Raw records start

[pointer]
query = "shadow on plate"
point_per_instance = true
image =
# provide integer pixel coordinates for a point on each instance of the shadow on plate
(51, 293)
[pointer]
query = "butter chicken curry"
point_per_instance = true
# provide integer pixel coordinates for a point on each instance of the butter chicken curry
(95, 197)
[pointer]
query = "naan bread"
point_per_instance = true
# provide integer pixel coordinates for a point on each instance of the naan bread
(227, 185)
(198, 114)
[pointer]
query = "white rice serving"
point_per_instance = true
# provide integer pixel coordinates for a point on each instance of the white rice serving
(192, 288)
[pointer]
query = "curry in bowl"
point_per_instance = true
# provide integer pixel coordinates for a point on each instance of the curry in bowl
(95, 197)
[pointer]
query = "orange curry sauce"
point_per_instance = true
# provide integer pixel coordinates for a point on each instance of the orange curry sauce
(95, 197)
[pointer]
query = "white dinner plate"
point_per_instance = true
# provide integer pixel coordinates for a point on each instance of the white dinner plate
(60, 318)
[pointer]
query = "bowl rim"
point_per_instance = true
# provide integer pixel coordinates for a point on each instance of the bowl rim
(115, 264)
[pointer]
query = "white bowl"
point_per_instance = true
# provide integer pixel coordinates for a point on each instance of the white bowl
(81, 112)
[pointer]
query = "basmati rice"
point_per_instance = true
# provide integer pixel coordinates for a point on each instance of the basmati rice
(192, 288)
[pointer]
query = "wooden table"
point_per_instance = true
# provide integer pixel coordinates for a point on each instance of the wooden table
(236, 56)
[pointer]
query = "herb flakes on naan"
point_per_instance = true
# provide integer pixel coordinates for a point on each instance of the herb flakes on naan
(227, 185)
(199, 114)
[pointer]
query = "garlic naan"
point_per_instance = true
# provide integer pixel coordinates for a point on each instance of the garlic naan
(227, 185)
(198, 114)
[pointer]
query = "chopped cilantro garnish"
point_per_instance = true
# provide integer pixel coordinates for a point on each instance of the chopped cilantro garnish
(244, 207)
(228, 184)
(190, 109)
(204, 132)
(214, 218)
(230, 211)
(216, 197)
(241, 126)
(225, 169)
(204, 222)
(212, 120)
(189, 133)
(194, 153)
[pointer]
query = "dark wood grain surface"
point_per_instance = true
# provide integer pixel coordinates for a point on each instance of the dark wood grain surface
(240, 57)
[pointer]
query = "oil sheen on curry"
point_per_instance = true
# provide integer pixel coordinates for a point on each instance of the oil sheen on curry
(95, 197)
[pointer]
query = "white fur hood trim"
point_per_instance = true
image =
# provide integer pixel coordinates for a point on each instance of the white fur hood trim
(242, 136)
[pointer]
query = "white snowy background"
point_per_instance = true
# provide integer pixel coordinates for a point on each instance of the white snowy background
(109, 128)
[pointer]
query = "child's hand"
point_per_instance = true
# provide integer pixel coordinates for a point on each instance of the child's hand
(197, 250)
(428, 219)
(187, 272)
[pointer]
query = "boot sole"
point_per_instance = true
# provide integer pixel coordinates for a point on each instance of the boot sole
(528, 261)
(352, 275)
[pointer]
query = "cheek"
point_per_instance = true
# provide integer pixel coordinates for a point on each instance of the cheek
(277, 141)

Raw records end

What to do: Show every line in the records that contains the string "garnish", copying each one in full.

Complete response:
query = "chopped cilantro garnish"
# provide integer pixel coordinates for a point on each instance of the chopped cilantro garnish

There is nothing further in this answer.